EXERCISE INSTRUCTIONS — Format the rows from the line with "for white wall" up to and including the line with "[192,11,393,162]" as a JSON list of strings, one string per line, with blank lines omitted.

ENTRIES PROVIDED —
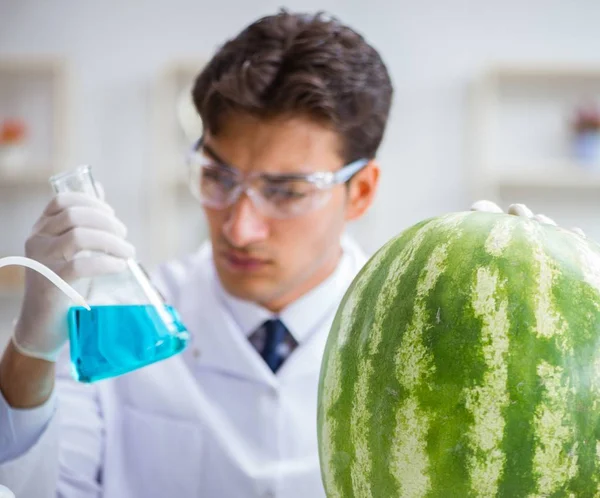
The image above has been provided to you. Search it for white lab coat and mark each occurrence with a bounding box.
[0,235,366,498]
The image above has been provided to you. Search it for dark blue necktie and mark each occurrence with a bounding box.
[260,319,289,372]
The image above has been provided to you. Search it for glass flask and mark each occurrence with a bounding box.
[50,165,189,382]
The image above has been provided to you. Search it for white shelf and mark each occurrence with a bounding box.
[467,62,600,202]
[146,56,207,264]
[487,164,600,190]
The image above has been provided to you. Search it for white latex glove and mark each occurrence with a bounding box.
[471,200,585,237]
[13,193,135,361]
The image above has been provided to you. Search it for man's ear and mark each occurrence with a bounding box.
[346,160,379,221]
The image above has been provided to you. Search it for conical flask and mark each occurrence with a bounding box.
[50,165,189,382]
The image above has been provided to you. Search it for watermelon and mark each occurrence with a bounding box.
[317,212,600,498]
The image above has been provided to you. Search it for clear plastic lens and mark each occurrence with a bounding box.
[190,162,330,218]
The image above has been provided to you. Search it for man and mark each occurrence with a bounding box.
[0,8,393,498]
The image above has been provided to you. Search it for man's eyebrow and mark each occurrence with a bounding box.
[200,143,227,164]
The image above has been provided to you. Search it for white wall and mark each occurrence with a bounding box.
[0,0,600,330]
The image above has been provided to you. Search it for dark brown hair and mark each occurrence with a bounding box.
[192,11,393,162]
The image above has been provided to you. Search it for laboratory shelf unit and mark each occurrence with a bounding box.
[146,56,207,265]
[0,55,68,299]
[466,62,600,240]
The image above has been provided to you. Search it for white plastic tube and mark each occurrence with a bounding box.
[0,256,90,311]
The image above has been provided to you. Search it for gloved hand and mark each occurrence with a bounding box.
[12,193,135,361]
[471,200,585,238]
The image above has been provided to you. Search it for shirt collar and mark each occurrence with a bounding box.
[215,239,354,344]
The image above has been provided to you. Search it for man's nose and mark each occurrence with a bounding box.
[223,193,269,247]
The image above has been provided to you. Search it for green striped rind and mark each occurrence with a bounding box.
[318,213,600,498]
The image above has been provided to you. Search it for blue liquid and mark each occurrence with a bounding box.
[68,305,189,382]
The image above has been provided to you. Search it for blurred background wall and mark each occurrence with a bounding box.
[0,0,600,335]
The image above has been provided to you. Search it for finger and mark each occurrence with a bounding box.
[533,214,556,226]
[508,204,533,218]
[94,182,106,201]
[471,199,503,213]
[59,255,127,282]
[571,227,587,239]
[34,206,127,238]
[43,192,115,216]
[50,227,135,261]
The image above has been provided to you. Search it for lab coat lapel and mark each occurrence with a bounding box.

CORRECT RESPONSE —
[
  "The image above has been provided to you. Search it for white wall and mark each occurrence with a bounding box.",
  "[0,0,600,330]",
  "The image above has been provided to you. Search it for dark brown hair and mark each occurrence with a bounding box.",
  "[192,11,393,162]"
]